DIRECTIONS FOR THIS TASK:
Locate every line in the entries below that contains the word "blaze" and copy each of those lines.

(Bounding box data excerpts)

— start —

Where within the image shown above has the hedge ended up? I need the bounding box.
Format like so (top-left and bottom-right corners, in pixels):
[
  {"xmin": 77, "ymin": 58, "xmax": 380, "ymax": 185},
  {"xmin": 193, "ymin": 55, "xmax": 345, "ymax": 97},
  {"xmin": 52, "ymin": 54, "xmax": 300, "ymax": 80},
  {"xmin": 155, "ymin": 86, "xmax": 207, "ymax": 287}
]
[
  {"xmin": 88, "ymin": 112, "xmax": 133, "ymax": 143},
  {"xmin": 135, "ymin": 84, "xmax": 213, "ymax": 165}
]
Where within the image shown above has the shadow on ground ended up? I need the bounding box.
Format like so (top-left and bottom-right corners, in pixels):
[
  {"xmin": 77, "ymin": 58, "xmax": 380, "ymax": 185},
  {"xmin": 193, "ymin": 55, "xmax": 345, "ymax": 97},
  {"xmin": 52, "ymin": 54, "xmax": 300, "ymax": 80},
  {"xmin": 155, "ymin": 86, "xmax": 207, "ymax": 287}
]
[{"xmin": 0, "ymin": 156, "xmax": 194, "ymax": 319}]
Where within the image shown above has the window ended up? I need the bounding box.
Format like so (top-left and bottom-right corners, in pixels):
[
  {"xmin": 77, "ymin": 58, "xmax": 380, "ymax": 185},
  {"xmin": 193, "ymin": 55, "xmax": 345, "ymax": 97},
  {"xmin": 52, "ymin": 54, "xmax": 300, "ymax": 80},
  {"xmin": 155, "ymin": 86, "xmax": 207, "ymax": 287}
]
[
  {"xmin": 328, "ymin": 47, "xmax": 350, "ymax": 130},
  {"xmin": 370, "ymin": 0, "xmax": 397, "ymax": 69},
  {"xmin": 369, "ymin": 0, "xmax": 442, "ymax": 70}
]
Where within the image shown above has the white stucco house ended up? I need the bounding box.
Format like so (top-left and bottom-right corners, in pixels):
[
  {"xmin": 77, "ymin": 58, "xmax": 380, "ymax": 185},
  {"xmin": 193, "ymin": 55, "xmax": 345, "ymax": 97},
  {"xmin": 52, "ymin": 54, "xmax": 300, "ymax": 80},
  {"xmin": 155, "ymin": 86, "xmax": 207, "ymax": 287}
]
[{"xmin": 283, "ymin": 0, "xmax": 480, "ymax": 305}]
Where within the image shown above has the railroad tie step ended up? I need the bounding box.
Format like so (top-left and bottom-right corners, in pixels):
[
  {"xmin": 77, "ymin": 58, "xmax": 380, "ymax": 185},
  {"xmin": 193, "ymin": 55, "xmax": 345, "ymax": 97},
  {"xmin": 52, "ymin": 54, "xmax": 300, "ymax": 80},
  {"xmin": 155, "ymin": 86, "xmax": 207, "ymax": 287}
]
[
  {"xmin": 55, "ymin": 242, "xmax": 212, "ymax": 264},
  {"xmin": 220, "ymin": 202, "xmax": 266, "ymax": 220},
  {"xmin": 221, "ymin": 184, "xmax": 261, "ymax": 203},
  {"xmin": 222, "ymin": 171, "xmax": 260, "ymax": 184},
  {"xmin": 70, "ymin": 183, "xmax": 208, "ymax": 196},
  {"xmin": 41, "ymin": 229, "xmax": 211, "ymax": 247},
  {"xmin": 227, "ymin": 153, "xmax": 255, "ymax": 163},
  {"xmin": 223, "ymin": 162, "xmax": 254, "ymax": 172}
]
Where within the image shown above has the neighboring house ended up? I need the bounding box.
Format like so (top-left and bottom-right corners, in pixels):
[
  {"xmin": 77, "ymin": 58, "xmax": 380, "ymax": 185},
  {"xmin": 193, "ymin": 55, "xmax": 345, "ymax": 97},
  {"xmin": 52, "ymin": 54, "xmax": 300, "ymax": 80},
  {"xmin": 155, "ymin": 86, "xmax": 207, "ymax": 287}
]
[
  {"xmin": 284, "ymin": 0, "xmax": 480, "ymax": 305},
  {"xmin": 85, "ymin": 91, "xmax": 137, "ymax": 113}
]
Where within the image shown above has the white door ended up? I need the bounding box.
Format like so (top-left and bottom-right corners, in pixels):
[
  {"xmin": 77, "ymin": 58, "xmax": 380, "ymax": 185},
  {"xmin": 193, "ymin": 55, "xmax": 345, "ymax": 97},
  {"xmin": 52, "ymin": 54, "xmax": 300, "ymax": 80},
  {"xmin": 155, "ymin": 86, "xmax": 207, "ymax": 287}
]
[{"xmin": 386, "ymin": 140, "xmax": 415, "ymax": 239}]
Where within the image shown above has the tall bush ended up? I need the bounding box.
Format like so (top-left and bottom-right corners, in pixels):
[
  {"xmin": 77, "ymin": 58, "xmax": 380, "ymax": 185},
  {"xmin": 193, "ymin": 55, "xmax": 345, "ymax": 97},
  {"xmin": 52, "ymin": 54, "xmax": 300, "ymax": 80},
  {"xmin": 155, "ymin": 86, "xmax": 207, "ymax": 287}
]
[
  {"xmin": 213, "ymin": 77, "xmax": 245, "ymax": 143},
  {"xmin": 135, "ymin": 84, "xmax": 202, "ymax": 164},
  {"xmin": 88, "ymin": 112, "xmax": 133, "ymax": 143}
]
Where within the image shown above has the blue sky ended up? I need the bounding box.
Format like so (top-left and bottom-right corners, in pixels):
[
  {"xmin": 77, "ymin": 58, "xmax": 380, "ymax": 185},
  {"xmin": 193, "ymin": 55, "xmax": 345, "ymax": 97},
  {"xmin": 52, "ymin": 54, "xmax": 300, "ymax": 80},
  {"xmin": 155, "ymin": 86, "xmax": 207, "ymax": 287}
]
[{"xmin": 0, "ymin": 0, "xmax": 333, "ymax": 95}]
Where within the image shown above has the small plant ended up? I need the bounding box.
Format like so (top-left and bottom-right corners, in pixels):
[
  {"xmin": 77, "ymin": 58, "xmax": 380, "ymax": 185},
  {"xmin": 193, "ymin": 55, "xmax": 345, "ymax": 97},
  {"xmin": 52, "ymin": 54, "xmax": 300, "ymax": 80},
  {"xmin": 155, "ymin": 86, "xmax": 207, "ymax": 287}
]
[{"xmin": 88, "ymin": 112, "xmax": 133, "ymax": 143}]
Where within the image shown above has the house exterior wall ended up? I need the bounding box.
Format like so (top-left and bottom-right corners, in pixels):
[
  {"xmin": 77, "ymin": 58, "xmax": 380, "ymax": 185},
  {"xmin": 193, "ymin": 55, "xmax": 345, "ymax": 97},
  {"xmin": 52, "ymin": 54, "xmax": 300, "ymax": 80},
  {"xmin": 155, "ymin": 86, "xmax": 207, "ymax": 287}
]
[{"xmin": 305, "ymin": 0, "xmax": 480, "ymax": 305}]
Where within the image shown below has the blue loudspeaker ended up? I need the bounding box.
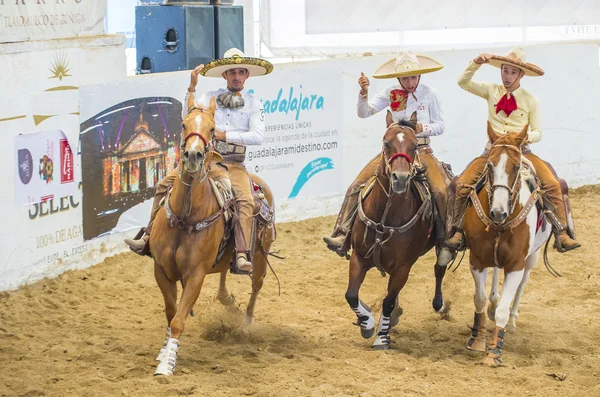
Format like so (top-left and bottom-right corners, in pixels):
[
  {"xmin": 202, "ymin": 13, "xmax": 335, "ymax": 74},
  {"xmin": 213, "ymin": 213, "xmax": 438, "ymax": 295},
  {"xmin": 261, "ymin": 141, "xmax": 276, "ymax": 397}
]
[
  {"xmin": 215, "ymin": 3, "xmax": 244, "ymax": 58},
  {"xmin": 135, "ymin": 5, "xmax": 215, "ymax": 73}
]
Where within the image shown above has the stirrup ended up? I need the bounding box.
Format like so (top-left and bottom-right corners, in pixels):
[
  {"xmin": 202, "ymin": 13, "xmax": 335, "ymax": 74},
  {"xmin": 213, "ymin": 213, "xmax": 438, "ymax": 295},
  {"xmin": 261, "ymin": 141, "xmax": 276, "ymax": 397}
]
[
  {"xmin": 229, "ymin": 252, "xmax": 254, "ymax": 276},
  {"xmin": 125, "ymin": 228, "xmax": 152, "ymax": 258}
]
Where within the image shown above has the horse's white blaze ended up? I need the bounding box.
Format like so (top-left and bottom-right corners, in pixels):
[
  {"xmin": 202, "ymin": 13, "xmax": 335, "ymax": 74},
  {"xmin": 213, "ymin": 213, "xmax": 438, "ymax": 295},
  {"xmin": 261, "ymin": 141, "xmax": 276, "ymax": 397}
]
[
  {"xmin": 496, "ymin": 269, "xmax": 523, "ymax": 328},
  {"xmin": 491, "ymin": 153, "xmax": 510, "ymax": 212},
  {"xmin": 471, "ymin": 267, "xmax": 487, "ymax": 313}
]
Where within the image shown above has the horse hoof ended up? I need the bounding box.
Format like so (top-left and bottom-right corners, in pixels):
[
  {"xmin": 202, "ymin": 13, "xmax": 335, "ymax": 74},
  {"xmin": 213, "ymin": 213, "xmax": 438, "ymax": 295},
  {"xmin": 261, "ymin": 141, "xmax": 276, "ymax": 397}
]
[
  {"xmin": 467, "ymin": 338, "xmax": 487, "ymax": 353},
  {"xmin": 488, "ymin": 306, "xmax": 496, "ymax": 321},
  {"xmin": 360, "ymin": 327, "xmax": 375, "ymax": 339},
  {"xmin": 373, "ymin": 343, "xmax": 390, "ymax": 350},
  {"xmin": 154, "ymin": 362, "xmax": 174, "ymax": 376},
  {"xmin": 217, "ymin": 295, "xmax": 235, "ymax": 306},
  {"xmin": 481, "ymin": 355, "xmax": 502, "ymax": 368}
]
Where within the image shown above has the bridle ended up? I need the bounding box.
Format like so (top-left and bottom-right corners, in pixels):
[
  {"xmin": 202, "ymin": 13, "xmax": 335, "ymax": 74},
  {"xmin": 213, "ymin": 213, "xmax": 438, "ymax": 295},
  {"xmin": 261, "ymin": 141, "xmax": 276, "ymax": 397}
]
[
  {"xmin": 178, "ymin": 106, "xmax": 215, "ymax": 187},
  {"xmin": 377, "ymin": 123, "xmax": 418, "ymax": 197}
]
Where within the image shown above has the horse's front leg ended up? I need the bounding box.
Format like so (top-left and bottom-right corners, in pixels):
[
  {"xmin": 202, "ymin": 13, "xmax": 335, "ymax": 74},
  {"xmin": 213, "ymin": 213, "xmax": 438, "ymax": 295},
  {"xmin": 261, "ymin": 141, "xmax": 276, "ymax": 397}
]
[
  {"xmin": 483, "ymin": 269, "xmax": 524, "ymax": 367},
  {"xmin": 488, "ymin": 267, "xmax": 500, "ymax": 321},
  {"xmin": 373, "ymin": 265, "xmax": 410, "ymax": 350},
  {"xmin": 346, "ymin": 251, "xmax": 375, "ymax": 339},
  {"xmin": 506, "ymin": 250, "xmax": 541, "ymax": 332},
  {"xmin": 467, "ymin": 266, "xmax": 487, "ymax": 352},
  {"xmin": 154, "ymin": 265, "xmax": 206, "ymax": 375},
  {"xmin": 217, "ymin": 268, "xmax": 235, "ymax": 306},
  {"xmin": 432, "ymin": 247, "xmax": 456, "ymax": 313}
]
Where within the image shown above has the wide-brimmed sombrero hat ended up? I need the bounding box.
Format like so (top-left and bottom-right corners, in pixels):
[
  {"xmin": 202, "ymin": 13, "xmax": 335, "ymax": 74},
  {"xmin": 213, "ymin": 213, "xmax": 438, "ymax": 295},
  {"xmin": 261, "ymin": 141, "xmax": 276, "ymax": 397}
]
[
  {"xmin": 373, "ymin": 51, "xmax": 444, "ymax": 79},
  {"xmin": 200, "ymin": 48, "xmax": 273, "ymax": 77},
  {"xmin": 489, "ymin": 47, "xmax": 544, "ymax": 76}
]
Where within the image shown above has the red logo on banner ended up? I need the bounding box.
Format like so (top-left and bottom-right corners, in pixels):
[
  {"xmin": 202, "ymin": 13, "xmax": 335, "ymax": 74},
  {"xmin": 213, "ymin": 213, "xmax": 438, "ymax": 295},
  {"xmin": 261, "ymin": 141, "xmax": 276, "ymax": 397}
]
[{"xmin": 60, "ymin": 139, "xmax": 74, "ymax": 183}]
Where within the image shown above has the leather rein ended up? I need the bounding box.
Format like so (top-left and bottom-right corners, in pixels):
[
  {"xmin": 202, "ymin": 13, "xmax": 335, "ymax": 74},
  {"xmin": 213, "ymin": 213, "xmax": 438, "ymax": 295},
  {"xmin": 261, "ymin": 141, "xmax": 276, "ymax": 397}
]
[
  {"xmin": 469, "ymin": 144, "xmax": 542, "ymax": 267},
  {"xmin": 358, "ymin": 123, "xmax": 433, "ymax": 275}
]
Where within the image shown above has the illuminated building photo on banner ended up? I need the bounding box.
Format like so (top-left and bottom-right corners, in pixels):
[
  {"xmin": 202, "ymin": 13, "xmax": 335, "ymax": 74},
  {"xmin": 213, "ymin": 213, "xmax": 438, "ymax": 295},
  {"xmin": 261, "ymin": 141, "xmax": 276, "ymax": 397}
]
[{"xmin": 80, "ymin": 97, "xmax": 181, "ymax": 240}]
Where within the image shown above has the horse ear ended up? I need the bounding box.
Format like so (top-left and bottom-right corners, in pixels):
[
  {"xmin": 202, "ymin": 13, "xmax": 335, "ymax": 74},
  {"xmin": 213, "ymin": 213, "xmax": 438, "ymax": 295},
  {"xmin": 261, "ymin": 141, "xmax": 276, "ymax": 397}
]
[
  {"xmin": 208, "ymin": 96, "xmax": 217, "ymax": 116},
  {"xmin": 517, "ymin": 124, "xmax": 529, "ymax": 143},
  {"xmin": 188, "ymin": 92, "xmax": 196, "ymax": 112},
  {"xmin": 385, "ymin": 110, "xmax": 394, "ymax": 128},
  {"xmin": 410, "ymin": 112, "xmax": 417, "ymax": 125},
  {"xmin": 488, "ymin": 120, "xmax": 500, "ymax": 144}
]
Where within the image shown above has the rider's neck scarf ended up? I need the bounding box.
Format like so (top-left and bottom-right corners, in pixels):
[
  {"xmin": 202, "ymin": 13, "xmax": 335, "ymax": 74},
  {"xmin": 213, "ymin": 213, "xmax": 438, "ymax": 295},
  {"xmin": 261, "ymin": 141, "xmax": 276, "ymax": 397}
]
[
  {"xmin": 217, "ymin": 91, "xmax": 244, "ymax": 110},
  {"xmin": 496, "ymin": 92, "xmax": 517, "ymax": 116}
]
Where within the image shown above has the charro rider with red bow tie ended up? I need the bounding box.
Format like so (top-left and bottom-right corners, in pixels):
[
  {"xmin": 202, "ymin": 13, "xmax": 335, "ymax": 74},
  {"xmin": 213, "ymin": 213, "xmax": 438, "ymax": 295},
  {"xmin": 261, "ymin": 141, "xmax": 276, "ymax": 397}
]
[
  {"xmin": 323, "ymin": 51, "xmax": 450, "ymax": 256},
  {"xmin": 445, "ymin": 47, "xmax": 580, "ymax": 252}
]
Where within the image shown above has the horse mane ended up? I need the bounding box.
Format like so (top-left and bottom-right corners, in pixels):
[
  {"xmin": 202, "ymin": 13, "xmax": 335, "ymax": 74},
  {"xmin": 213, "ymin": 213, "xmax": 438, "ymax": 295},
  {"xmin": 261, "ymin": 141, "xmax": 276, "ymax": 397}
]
[{"xmin": 398, "ymin": 119, "xmax": 417, "ymax": 131}]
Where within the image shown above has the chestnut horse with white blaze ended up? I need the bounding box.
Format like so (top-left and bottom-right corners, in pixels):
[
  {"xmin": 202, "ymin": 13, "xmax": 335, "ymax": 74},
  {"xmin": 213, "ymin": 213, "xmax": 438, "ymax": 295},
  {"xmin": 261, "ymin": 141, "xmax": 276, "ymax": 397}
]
[
  {"xmin": 150, "ymin": 95, "xmax": 275, "ymax": 375},
  {"xmin": 464, "ymin": 122, "xmax": 551, "ymax": 367},
  {"xmin": 346, "ymin": 112, "xmax": 453, "ymax": 350}
]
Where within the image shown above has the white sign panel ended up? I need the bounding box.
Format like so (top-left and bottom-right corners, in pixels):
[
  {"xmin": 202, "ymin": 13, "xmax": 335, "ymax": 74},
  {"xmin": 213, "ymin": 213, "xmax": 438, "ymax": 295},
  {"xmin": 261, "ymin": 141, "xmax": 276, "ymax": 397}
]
[
  {"xmin": 0, "ymin": 0, "xmax": 106, "ymax": 42},
  {"xmin": 246, "ymin": 69, "xmax": 343, "ymax": 200},
  {"xmin": 302, "ymin": 0, "xmax": 600, "ymax": 34},
  {"xmin": 15, "ymin": 130, "xmax": 77, "ymax": 206}
]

— end —

FULL RESPONSE:
Where within the image shown above has the horse's white blaze ended up? I need the bounding box.
Where within the image shown above has the chestnut horse with white blaze ended up? I need the bounding box.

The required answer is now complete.